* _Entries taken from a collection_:
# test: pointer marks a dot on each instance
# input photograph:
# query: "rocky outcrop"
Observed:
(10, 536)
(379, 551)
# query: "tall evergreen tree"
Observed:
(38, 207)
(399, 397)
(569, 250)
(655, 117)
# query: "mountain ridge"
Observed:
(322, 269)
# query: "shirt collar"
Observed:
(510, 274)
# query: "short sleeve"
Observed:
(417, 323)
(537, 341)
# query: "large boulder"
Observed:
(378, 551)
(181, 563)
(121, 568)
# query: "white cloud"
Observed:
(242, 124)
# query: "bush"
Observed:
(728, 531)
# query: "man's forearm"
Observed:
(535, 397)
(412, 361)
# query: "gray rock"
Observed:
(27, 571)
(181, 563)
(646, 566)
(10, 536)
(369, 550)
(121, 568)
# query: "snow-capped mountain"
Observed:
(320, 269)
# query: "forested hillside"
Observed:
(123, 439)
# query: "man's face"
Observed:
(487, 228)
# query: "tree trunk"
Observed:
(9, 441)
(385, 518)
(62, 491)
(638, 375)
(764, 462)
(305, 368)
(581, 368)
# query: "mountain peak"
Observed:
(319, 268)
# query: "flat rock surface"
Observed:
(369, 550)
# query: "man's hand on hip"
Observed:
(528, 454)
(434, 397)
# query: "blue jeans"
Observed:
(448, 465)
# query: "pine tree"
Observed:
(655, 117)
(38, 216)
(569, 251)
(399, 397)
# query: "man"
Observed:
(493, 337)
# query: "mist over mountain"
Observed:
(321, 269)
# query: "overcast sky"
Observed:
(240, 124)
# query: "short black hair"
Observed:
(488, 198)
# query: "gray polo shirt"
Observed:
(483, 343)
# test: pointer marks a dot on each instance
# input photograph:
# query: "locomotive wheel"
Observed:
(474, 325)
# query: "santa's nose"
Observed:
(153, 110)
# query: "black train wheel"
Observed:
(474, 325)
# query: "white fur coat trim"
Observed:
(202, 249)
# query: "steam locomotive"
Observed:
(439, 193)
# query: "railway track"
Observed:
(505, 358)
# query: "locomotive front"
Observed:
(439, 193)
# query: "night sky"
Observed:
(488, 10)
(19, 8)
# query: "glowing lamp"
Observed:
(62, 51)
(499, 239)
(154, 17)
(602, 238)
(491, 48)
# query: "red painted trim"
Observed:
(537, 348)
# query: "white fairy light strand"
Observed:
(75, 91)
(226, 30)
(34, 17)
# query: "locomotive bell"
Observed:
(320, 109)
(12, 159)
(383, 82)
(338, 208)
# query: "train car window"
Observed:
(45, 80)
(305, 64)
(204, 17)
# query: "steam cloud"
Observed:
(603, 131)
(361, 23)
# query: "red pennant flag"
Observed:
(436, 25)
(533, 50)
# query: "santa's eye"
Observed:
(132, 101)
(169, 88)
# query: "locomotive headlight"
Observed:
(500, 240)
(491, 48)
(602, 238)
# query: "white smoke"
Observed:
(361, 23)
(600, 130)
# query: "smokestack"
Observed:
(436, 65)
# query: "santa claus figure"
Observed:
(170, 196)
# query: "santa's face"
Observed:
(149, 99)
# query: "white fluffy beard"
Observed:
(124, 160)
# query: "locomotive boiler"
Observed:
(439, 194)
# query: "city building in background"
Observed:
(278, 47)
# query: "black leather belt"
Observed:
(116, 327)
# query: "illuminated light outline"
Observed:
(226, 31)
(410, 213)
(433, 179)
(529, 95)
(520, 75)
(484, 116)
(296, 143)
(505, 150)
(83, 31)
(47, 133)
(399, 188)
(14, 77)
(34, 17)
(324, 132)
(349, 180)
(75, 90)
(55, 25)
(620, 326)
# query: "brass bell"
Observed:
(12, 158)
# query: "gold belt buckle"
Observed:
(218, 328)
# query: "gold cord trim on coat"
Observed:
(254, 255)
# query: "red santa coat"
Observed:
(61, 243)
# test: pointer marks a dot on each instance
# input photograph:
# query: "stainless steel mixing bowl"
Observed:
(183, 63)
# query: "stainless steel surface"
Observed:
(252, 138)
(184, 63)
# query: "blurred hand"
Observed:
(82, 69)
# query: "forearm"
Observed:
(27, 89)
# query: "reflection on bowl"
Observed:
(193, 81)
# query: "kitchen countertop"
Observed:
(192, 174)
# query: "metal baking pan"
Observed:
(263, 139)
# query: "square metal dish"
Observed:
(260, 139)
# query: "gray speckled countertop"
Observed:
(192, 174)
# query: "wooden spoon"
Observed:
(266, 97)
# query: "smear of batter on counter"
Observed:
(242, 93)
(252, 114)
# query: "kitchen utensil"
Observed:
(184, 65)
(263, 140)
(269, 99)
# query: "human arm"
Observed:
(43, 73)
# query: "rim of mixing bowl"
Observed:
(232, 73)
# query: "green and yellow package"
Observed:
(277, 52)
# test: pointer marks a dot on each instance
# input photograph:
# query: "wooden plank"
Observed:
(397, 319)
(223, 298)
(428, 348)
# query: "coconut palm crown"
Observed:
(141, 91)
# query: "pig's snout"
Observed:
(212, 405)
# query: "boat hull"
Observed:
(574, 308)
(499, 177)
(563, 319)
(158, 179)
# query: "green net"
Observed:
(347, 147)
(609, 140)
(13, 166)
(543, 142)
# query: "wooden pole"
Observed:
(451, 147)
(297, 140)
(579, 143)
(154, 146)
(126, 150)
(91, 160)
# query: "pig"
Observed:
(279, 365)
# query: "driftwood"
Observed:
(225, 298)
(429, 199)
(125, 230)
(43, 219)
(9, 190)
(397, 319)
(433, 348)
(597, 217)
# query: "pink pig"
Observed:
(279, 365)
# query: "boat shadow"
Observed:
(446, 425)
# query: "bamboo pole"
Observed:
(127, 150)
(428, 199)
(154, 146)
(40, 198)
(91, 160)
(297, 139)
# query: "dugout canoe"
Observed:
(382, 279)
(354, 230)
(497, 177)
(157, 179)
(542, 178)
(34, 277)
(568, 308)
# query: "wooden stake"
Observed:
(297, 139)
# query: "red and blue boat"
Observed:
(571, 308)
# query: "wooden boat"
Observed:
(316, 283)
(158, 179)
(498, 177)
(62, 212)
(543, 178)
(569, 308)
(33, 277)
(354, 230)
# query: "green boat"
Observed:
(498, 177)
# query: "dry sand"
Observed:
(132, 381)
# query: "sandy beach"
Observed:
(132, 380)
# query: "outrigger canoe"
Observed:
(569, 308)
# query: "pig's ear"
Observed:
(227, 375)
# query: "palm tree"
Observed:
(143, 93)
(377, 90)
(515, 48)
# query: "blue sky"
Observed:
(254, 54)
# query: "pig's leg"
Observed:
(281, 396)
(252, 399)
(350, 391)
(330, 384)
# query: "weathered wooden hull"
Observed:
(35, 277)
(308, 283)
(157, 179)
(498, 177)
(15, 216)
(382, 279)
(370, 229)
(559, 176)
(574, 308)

* _WHAT THE TASK REQUIRES_: Go through the records and output them all, word for word.

* _FINAL ANSWER_:
# test: pointer marks a dot on each instance
# input photograph:
# query: "rocky outcrop"
Observed:
(10, 536)
(379, 551)
# query: "tall evergreen tree"
Observed:
(38, 207)
(399, 397)
(569, 250)
(655, 117)
# query: "mountain ridge"
Observed:
(322, 269)
# query: "shirt collar"
Observed:
(510, 274)
# query: "short sleeve"
Observed:
(417, 323)
(537, 341)
# query: "large boulder"
Observed:
(378, 551)
(181, 563)
(121, 568)
# query: "white cloud"
Observed:
(242, 124)
# query: "bush"
Observed:
(728, 531)
# query: "man's forearm"
Observed:
(535, 397)
(412, 361)
# query: "gray rock"
Observed:
(27, 571)
(181, 563)
(646, 566)
(10, 536)
(369, 550)
(121, 568)
# query: "snow-capped mountain"
Observed:
(320, 269)
# query: "forested hillside"
Observed:
(123, 439)
# query: "man's face"
Observed:
(487, 228)
# query: "tree trunk"
Observed:
(9, 441)
(385, 518)
(62, 491)
(638, 375)
(764, 462)
(305, 368)
(581, 368)
# query: "mountain peak"
Observed:
(319, 268)
# query: "flat rock surface"
Observed:
(369, 550)
# query: "man's hand on hip"
Observed:
(528, 454)
(434, 397)
# query: "blue jeans"
Observed:
(448, 465)
# query: "pine tree"
Observed:
(655, 117)
(38, 216)
(569, 251)
(399, 397)
# query: "man"
Observed:
(493, 337)
# query: "mist over mountain"
Observed:
(321, 269)
# query: "overcast sky"
Observed:
(240, 124)
# query: "short black hair"
Observed:
(488, 198)
# query: "gray polo shirt"
Observed:
(483, 343)
# test: pointer marks a dot on each instance
# input photograph:
# query: "locomotive wheel"
Observed:
(474, 325)
# query: "santa's nose"
Observed:
(153, 110)
# query: "black train wheel"
Observed:
(474, 325)
# query: "white fur coat trim"
Observed:
(202, 249)
# query: "steam locomotive"
Observed:
(439, 193)
# query: "railway track"
Observed:
(505, 358)
# query: "locomotive front"
Observed:
(439, 193)
# query: "night sky"
Observed:
(488, 10)
(19, 8)
# query: "glowing lamp"
Observed:
(62, 51)
(499, 239)
(154, 17)
(602, 238)
(491, 48)
# query: "red painted trim"
Observed:
(537, 348)
# query: "white fairy light strand"
Observed:
(75, 91)
(226, 30)
(34, 17)
# query: "locomotive bell"
Observed:
(320, 109)
(12, 159)
(383, 82)
(338, 208)
# query: "train car window"
Observed:
(45, 80)
(305, 64)
(204, 17)
# query: "steam cloud"
Observed:
(603, 131)
(361, 23)
# query: "red pennant flag"
Observed:
(436, 25)
(533, 50)
# query: "santa's eye"
Observed:
(132, 101)
(169, 88)
# query: "locomotive headlight"
Observed:
(500, 240)
(491, 48)
(602, 238)
# query: "white smoke"
Observed:
(361, 23)
(600, 130)
# query: "smokestack"
Observed:
(436, 65)
# query: "santa claus figure"
Observed:
(170, 196)
# query: "santa's face"
Observed:
(149, 99)
# query: "white fluffy beard"
Observed:
(124, 160)
# query: "locomotive boiler"
Observed:
(439, 194)
# query: "city building in background"
Observed:
(278, 47)
# query: "black leather belt"
Observed:
(116, 327)
# query: "illuminated light outline"
Observed:
(226, 31)
(410, 213)
(433, 179)
(529, 95)
(520, 75)
(484, 116)
(296, 143)
(505, 150)
(83, 31)
(47, 133)
(399, 188)
(14, 77)
(34, 17)
(324, 132)
(349, 180)
(75, 90)
(55, 25)
(620, 326)
# query: "brass bell"
Observed:
(12, 158)
# query: "gold belt buckle"
Observed:
(218, 328)
# query: "gold cord trim on coat"
Observed:
(254, 255)
# query: "red santa coat"
Observed:
(61, 243)
# test: pointer marks a dot on each instance
# input photograph:
# query: "stainless steel mixing bowl"
Observed:
(183, 63)
# query: "stainless steel surface"
Observed:
(252, 138)
(184, 63)
# query: "blurred hand"
Observed:
(82, 69)
# query: "forearm"
Observed:
(27, 89)
# query: "reflection on bowl"
Observed:
(193, 81)
# query: "kitchen countertop"
Observed:
(192, 174)
# query: "metal baking pan"
Observed:
(263, 139)
# query: "square metal dish"
Observed:
(260, 139)
# query: "gray speckled countertop"
Observed:
(192, 174)
# query: "wooden spoon"
Observed:
(266, 97)
# query: "smear of batter on counter"
Observed:
(242, 93)
(252, 114)
# query: "kitchen utensil"
Observed:
(184, 65)
(263, 140)
(269, 99)
# query: "human arm"
Observed:
(43, 73)
# query: "rim of mixing bowl"
Observed:
(232, 73)
# query: "green and yellow package"
Observed:
(277, 52)
# test: pointer marks a dot on each instance
# input photograph:
# query: "wooden plank"
Observed:
(397, 319)
(223, 298)
(428, 348)
# query: "coconut palm crown"
Observed:
(141, 91)
# query: "pig's snout"
Observed:
(212, 405)
# query: "boat hull"
Observed:
(574, 308)
(499, 177)
(563, 319)
(158, 179)
# query: "green net"
Observed:
(347, 147)
(609, 140)
(13, 166)
(543, 142)
# query: "wooden pole"
Observed:
(451, 147)
(297, 140)
(579, 143)
(154, 146)
(126, 150)
(91, 160)
# query: "pig"
Observed:
(279, 365)
# query: "driftwood"
Observed:
(225, 298)
(429, 199)
(125, 230)
(43, 219)
(9, 190)
(397, 319)
(433, 348)
(597, 217)
# query: "pink pig"
Observed:
(279, 365)
# query: "boat shadow"
Observed:
(446, 425)
# query: "bamboo pole"
Observed:
(127, 150)
(428, 199)
(154, 146)
(40, 198)
(91, 160)
(297, 139)
# query: "dugout canoe"
Observed:
(382, 279)
(354, 230)
(497, 177)
(157, 179)
(542, 178)
(34, 277)
(568, 308)
# query: "wooden stake"
Observed:
(297, 139)
# query: "red and blue boat"
Observed:
(571, 308)
# query: "wooden boat"
Observed:
(316, 283)
(158, 179)
(498, 177)
(62, 212)
(543, 178)
(569, 308)
(33, 277)
(354, 230)
# query: "green boat"
Observed:
(498, 177)
# query: "dry sand"
Observed:
(132, 381)
# query: "sandy beach"
Observed:
(132, 380)
# query: "outrigger canoe"
Observed:
(569, 308)
# query: "pig's ear"
Observed:
(227, 375)
# query: "palm tree"
Observed:
(143, 93)
(377, 90)
(515, 48)
# query: "blue sky"
Observed:
(254, 54)
# query: "pig's leg"
Observed:
(281, 396)
(252, 399)
(350, 391)
(330, 384)
# query: "weathered wooden hull"
Observed:
(35, 277)
(308, 283)
(157, 179)
(498, 177)
(15, 216)
(382, 279)
(370, 229)
(559, 176)
(574, 308)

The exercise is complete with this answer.